Work request :: Your answer should hold all lines of the entries that include the word "metal".

(Given records)

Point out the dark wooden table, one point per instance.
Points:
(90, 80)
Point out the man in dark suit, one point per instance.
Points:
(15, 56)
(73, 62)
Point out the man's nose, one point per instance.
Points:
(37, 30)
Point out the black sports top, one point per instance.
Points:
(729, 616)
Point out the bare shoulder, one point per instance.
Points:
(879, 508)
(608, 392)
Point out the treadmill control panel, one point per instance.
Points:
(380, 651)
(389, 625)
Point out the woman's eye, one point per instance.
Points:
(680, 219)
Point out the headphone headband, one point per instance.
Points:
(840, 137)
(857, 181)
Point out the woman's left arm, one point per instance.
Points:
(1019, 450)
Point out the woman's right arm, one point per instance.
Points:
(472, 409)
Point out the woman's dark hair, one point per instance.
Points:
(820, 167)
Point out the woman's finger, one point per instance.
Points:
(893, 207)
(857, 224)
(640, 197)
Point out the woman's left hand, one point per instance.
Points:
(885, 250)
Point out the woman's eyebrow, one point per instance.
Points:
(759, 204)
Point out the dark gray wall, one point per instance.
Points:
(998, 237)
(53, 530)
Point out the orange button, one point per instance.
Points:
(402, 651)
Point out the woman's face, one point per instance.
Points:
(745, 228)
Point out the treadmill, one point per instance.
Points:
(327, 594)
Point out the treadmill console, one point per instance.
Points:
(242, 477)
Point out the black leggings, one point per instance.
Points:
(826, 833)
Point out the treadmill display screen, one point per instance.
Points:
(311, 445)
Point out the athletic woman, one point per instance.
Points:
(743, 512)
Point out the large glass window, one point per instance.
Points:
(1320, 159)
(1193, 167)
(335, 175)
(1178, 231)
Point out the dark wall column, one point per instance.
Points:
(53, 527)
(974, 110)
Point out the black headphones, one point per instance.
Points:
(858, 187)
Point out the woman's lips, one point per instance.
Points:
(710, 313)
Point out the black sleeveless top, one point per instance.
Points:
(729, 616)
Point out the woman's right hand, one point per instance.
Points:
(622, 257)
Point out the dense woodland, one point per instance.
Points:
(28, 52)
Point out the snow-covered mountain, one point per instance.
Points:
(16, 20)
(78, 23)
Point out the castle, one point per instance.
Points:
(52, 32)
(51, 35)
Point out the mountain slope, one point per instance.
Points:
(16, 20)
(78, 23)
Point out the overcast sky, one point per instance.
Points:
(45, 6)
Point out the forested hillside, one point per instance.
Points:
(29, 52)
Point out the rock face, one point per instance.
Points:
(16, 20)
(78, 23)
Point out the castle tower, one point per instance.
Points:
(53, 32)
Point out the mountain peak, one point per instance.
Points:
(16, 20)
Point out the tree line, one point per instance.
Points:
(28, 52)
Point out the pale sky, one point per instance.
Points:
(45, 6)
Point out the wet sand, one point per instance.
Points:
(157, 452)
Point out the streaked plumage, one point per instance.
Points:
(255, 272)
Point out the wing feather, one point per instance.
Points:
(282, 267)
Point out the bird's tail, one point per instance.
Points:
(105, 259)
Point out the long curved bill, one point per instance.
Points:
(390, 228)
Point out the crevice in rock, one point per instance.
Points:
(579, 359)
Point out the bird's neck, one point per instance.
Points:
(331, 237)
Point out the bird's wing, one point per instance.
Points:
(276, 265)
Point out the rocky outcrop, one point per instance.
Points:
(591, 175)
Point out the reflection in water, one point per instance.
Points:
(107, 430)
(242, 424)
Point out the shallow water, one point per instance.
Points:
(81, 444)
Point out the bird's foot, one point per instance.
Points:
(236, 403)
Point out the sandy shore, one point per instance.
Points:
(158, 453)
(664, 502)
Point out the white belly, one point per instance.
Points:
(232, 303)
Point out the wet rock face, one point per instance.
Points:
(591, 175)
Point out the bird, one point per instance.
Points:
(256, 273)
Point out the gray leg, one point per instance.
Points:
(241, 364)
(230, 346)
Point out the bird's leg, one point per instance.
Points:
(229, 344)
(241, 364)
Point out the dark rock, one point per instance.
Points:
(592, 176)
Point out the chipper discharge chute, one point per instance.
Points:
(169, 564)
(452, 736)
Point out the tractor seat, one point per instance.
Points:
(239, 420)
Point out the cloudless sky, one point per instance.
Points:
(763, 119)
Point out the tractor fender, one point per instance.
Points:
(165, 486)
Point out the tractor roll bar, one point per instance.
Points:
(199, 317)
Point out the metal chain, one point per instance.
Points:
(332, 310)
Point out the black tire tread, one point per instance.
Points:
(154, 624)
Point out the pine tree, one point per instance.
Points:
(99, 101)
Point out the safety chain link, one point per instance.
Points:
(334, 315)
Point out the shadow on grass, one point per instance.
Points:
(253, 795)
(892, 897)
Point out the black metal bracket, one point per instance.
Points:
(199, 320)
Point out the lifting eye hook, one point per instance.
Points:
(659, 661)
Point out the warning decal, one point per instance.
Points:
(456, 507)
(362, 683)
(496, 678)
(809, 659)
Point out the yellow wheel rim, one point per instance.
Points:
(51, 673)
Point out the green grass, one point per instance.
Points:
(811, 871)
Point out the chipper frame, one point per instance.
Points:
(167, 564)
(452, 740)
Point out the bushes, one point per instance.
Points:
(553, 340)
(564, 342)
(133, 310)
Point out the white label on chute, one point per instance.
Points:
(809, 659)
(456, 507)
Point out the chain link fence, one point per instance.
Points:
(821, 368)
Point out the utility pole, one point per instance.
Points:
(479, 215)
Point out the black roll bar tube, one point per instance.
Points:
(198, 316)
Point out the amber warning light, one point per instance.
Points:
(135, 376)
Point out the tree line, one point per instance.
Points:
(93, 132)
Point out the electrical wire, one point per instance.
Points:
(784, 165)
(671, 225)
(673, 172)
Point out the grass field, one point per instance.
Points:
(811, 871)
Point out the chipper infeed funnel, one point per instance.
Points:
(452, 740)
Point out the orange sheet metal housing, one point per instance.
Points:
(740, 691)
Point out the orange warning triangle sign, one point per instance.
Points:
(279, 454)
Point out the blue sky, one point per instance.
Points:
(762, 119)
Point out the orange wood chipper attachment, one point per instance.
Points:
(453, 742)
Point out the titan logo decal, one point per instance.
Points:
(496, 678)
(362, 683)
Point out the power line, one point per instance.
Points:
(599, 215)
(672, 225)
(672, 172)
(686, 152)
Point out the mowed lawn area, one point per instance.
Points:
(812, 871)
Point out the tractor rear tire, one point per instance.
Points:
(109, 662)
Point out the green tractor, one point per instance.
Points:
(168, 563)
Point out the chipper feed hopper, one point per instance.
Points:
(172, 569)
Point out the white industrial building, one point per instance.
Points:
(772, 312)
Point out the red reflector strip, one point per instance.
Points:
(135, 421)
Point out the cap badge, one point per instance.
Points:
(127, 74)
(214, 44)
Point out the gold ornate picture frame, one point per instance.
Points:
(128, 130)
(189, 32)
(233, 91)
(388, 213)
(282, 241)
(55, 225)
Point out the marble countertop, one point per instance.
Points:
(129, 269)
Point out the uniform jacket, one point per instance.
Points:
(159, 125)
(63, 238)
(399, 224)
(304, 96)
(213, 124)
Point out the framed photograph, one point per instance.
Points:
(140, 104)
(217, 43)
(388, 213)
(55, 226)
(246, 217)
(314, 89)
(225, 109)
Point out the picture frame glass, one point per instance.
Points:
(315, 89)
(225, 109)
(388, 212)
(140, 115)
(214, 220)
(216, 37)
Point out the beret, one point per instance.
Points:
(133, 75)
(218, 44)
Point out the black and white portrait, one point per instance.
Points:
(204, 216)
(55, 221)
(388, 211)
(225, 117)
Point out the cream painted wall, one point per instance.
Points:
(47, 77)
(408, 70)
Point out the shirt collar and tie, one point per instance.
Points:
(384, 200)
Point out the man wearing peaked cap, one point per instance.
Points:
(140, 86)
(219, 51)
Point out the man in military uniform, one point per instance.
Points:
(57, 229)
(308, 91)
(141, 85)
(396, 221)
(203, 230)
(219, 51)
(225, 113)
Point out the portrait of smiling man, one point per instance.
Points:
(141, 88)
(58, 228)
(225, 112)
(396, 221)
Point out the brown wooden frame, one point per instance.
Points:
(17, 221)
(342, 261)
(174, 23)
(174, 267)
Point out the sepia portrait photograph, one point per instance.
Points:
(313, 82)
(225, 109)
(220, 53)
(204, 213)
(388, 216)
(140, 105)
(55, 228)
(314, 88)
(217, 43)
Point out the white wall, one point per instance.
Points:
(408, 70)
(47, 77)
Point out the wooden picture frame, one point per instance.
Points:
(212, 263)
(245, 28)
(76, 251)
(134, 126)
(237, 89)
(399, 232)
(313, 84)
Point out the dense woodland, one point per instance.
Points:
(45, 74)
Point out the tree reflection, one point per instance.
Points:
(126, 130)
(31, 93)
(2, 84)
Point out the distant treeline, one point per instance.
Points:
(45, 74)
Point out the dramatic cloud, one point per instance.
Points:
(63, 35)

(End Given records)

Output of the exercise ::
Point out the metal chain, one point per instance.
Point out the black metal bracket, one point per instance.
Point out the orange sheet metal housing, one point per instance.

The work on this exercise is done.